### What the task asks
Rewrite everything from the line containing "Target — white letter on banner" down to the end of the records, requests included, multiplying each point coordinate in the answers by 1.1 and rounding to whole numbers, with halves rounded up. Give only these lines, and leave the pictures out.

### Records to process
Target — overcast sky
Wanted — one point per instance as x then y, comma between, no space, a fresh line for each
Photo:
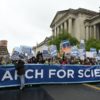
27,22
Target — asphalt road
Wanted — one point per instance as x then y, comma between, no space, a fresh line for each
51,92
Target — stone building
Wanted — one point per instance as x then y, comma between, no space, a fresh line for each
42,46
4,54
80,23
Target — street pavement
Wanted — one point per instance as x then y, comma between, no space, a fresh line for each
51,92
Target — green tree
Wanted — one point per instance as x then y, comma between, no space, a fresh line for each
92,43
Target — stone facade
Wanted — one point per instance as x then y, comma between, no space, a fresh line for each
42,46
80,23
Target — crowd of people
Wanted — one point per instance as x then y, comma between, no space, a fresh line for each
39,59
63,60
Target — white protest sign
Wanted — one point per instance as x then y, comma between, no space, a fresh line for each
26,49
53,50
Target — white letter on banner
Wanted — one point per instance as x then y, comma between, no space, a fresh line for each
86,73
16,75
7,75
80,72
70,74
63,73
37,73
97,72
26,74
51,72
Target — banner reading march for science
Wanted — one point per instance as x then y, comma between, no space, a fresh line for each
50,74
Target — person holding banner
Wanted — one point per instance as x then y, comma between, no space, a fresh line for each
21,71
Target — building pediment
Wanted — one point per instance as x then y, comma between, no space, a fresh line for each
58,16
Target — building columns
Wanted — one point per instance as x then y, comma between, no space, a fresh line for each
87,32
70,25
65,26
94,28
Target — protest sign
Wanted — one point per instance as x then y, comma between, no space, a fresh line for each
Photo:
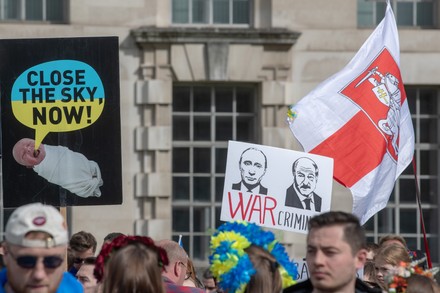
276,188
60,121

### Exercise result
Target — white letter on banner
Wanted — one point per instance as x then y, comma between, no space, a fresh line for each
95,80
18,83
8,83
88,79
77,81
69,80
41,80
107,79
29,81
56,79
Target — banner reading march for science
Wanted — one point per instance as x then y, comma between, no space, a fresh line for each
55,81
Target — person holding banner
Wanted — one point per instance as x then y, comma between, no space, a fresh line for each
23,78
Target — building pediment
Wanted — one point per instance as x then y, comma between, no space, a fresh line for each
64,18
Target — building columns
Wanted — one point per instance as x then y, comma between, no space, a fresh line for each
96,35
77,28
72,29
103,31
Target — protest sign
Wanted — one point per instance as x then y, comma between, no space, a fresh line for each
Photo:
304,207
66,133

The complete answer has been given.